▶ **Stated problem A**: Copy the passage of the Sentra blinker thread from "Well,,,,, a bit" up to and including "tested it remotely.".

··· Selected extract

# 2007 sentra blinkers



## Mike W (10 mo ago)

My 2007 sentra, left blinkers work dependably, right work,,,, sometimes , any ideas?


----------



## VStar650CL (Nov 12, 2020)

There isn't really anything common to front and rear signals on each side except the wire out of the BCM and the turn signal switch. So if the whole righthand circuit is working sporadically, the switch is certainly more likely. It isn't hard to change out, you simply remove the steering column cover and release the plastic pawls holding the switch to the clockspring assembly. Tools required: Phillips screwdriver, thumb, fingers.


----------



## Mike W (10 mo ago)

Well,,,,, a bit more detail,
when I bought the car two months ago, I learned quite quickly that the horn didn’t work, when it needed to quite badly.
so, backyard mechanically I checked the fuse, replaced the relay, pulled the horn out of the car and tested it remotely.
the horn worked. As per utube the next step I took was to replace the clock spring module. Horn worked ! left blinkers worked fine and the right side worked occasionally, so I replaced the turn signal/headlight switch,,,,, didn’t improve my problem. Now I’m thinking (grasping at straws) perhaps a faulty clock spring module ? I’ll keep you informed.


----------



## VStar650CL (Nov 12, 2020)

Mike W said:


> Now I’m thinking (grasping at straws) perhaps a faulty clock spring module ? I’ll keep you informed.

······

▶ **Stated problem B**: Rescale the listing below by writing out all of its lines again. Multiply every x and y coordinate given under "Found at:" by 2.35 and round each result to a whole number, with halves rounded up. Leave the pictures out.

··· Entries

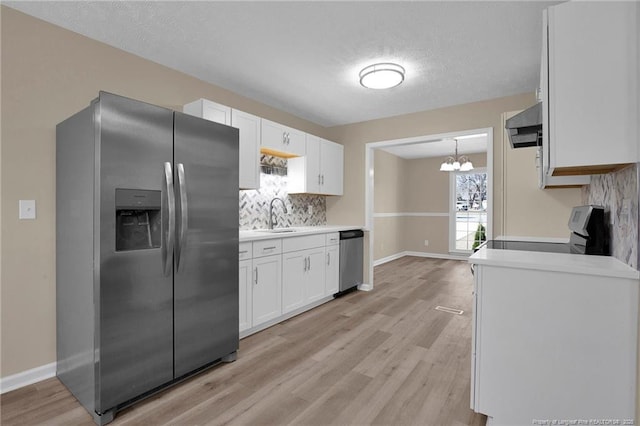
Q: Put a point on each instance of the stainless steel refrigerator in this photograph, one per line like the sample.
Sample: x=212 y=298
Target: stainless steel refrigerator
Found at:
x=146 y=250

······

▶ **Complete answer A**:
Well,,,,, a bit more detail,
when I bought the car two months ago, I learned quite quickly that the horn didn’t work, when it needed to quite badly.
so, backyard mechanically I checked the fuse, replaced the relay, pulled the horn out of the car and tested it remotely.

▶ **Complete answer B**:
Q: Put a point on each instance of the stainless steel refrigerator in this photograph, one per line like the sample.
Sample: x=212 y=298
Target: stainless steel refrigerator
Found at:
x=343 y=588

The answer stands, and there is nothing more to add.